*To be done:* Pick out each line of the items that contains the string "walkway", and copy those lines.

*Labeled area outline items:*
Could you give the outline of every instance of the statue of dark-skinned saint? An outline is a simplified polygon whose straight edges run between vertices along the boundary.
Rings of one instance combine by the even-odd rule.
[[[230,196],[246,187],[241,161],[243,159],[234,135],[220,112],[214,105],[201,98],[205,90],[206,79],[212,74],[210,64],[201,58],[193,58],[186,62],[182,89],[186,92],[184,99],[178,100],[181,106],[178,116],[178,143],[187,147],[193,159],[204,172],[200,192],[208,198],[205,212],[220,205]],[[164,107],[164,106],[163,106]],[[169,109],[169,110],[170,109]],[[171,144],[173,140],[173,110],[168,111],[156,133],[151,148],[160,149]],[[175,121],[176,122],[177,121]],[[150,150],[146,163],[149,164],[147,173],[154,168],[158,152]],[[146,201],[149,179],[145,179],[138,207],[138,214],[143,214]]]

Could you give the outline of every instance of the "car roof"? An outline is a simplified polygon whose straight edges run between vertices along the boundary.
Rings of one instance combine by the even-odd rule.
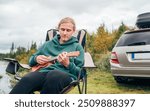
[[[134,29],[134,30],[126,31],[125,34],[138,33],[138,32],[148,32],[148,31],[150,31],[150,28]]]

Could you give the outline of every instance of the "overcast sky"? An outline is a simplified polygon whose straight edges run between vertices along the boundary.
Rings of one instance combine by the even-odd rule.
[[[43,43],[46,31],[66,16],[91,33],[102,23],[109,30],[122,21],[134,26],[137,15],[149,11],[149,0],[0,0],[0,53],[9,52],[12,42],[26,48]]]

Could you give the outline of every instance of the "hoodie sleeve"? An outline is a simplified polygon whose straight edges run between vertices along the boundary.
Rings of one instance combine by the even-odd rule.
[[[38,49],[38,51],[37,51],[36,53],[34,53],[34,54],[30,57],[30,59],[29,59],[29,66],[33,67],[33,66],[35,66],[35,65],[38,64],[37,61],[36,61],[36,57],[37,57],[38,55],[42,55],[42,49],[43,49],[44,47],[45,47],[45,44],[43,44],[43,45]]]
[[[69,72],[76,77],[84,65],[84,50],[81,45],[78,45],[77,51],[80,51],[80,55],[75,58],[74,62],[70,62],[68,66]]]

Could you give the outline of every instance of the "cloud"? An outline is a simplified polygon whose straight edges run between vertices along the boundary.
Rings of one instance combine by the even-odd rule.
[[[46,31],[70,16],[78,29],[95,32],[105,23],[110,30],[123,21],[134,26],[139,13],[148,12],[148,0],[1,0],[0,52],[8,52],[12,42],[29,47],[44,42]]]

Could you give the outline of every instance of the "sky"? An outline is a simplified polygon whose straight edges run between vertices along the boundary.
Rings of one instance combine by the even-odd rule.
[[[44,43],[46,32],[64,17],[77,29],[96,32],[101,24],[110,31],[121,22],[135,26],[138,14],[150,12],[149,0],[0,0],[0,53],[15,47]]]

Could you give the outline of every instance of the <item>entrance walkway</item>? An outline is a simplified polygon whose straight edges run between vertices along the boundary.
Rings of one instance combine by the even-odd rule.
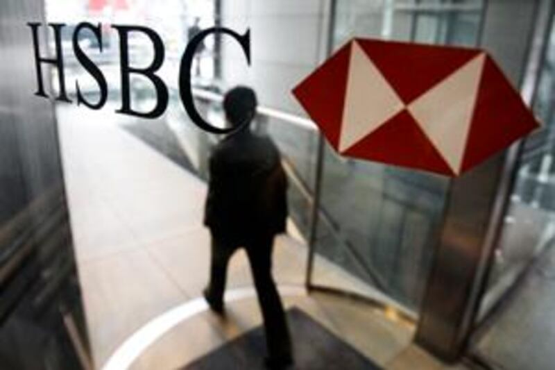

*Result of the exercise:*
Could you give the outline of every instance of the <item>entrance walkway</item>? An outline is a simplified polygon whose straight edges run between vertices along the boundary.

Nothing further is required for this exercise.